Show every line from the entries below that contains the word "suit", copying each one in full.

--- Start of GIVEN ENTRIES ---

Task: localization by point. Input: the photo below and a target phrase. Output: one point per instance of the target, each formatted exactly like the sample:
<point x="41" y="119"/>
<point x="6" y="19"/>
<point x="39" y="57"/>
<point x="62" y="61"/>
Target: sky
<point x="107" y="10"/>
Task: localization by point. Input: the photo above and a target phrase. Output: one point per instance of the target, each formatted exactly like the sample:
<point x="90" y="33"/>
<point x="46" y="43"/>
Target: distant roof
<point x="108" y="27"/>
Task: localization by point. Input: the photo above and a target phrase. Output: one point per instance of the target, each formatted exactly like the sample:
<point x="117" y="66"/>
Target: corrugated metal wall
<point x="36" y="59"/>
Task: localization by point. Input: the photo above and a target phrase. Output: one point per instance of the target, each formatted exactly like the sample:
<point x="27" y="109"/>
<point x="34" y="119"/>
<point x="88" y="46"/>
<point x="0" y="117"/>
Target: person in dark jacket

--- End of GIVEN ENTRIES ---
--- Start of GIVEN ENTRIES ---

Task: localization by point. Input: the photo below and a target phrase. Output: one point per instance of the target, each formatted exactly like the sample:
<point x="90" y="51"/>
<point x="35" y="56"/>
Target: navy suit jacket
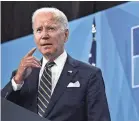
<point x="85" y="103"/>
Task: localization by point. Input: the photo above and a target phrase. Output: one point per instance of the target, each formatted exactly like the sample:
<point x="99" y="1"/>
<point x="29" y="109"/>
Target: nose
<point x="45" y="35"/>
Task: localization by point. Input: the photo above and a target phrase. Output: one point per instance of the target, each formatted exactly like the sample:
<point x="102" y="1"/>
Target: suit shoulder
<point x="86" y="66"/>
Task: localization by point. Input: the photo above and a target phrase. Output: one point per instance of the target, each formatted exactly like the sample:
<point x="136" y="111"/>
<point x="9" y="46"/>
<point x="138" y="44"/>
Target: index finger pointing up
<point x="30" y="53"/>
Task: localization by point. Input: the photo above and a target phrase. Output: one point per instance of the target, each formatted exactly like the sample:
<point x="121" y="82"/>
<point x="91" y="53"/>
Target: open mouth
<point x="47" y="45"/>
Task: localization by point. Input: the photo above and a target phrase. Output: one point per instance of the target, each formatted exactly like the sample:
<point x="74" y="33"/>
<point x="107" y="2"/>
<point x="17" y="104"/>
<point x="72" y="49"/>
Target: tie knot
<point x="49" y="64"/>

--- End of GIVEN ENTRIES ---
--- Start of GIVEN ENTRIES ---

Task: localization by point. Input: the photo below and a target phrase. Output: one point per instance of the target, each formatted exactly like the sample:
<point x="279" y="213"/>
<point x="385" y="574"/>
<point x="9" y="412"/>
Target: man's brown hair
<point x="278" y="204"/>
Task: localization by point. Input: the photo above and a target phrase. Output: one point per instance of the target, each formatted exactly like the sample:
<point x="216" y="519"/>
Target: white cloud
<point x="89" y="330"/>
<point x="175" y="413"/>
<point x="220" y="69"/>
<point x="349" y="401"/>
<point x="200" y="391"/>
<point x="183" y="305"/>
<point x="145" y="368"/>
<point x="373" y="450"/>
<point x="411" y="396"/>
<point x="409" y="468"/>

--- End of GIVEN ENTRIES ---

RESPONSE TO THE EXERCISE.
Target: navy suit jacket
Target: suit shoulder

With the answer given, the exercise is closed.